= Texto de origem =
-----

Foi Presidente da antiga Associação dos Escritores Cabo-verdianos (AEC) e mais tarde fundador da Academia Cabo-verdiana de Letras e seu primeiro presidente.
Para além de um vasto acervo de poemas publicados de forma dispersa, Corsino Fortes deixou antologias poéticas, entre as quais se distinguem: «Cabeça Calva de Deus», «Pão & Fonema» e «Árvore & Tambor - Pedras de Sol e Substância».
Percorrendo a obra de Corsino Fortes, creio descortinar duas fases na sua poesia que separo em termos temporais, e em termos de causas inspiradoras.
A primeira, é a fase de lírico, cantor dos seus amores jovens e da sua cidade natal, Mindelo; é também o período em que ocorre a descoberta de uma certa mística do destino que liga o sujeito poético à terra e às divindades que a presidem.
Trata-se, no meu entender, de uma fase em que o poeta teceu os seus mais belos poemas, em que a imagética, o ritmo e o lirismo se entrosaram numa correspondência harmoniosa.  Alguns exemplos: “Mindelo”; “Girassol” “Paixão” “Pecado Original”. Estes poemas encontram-se  coligidos no volume I do «Reino de Caliban» já aqui citado.

-----

= Linhas apresentadas =
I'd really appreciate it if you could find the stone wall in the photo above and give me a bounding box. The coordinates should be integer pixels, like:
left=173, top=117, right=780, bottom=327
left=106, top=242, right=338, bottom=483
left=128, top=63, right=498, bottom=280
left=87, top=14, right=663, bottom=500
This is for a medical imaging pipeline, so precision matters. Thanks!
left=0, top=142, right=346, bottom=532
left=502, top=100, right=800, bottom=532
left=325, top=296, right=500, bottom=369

-----

= Objetivo da tarefa =
Transcreva na íntegra e sem qualquer alteração o texto sobre Corsino Fortes. As linhas não são necessárias.

= Resolução do problema =
Foi Presidente da antiga Associação dos Escritores Cabo-verdianos (AEC) e mais tarde fundador da Academia Cabo-verdiana de Letras e seu primeiro presidente.
Para além de um vasto acervo de poemas publicados de forma dispersa, Corsino Fortes deixou antologias poéticas, entre as quais se distinguem: «Cabeça Calva de Deus», «Pão & Fonema» e «Árvore & Tambor - Pedras de Sol e Substância».
Percorrendo a obra de Corsino Fortes, creio descortinar duas fases na sua poesia que separo em termos temporais, e em termos de causas inspiradoras.
A primeira, é a fase de lírico, cantor dos seus amores jovens e da sua cidade natal, Mindelo; é também o período em que ocorre a descoberta de uma certa mística do destino que liga o sujeito poético à terra e às divindades que a presidem.
Trata-se, no meu entender, de uma fase em que o poeta teceu os seus mais belos poemas, em que a imagética, o ritmo e o lirismo se entrosaram numa correspondência harmoniosa.  Alguns exemplos: “Mindelo”; “Girassol” “Paixão” “Pecado Original”. Estes poemas encontram-se  coligidos no volume I do «Reino de Caliban» já aqui citado.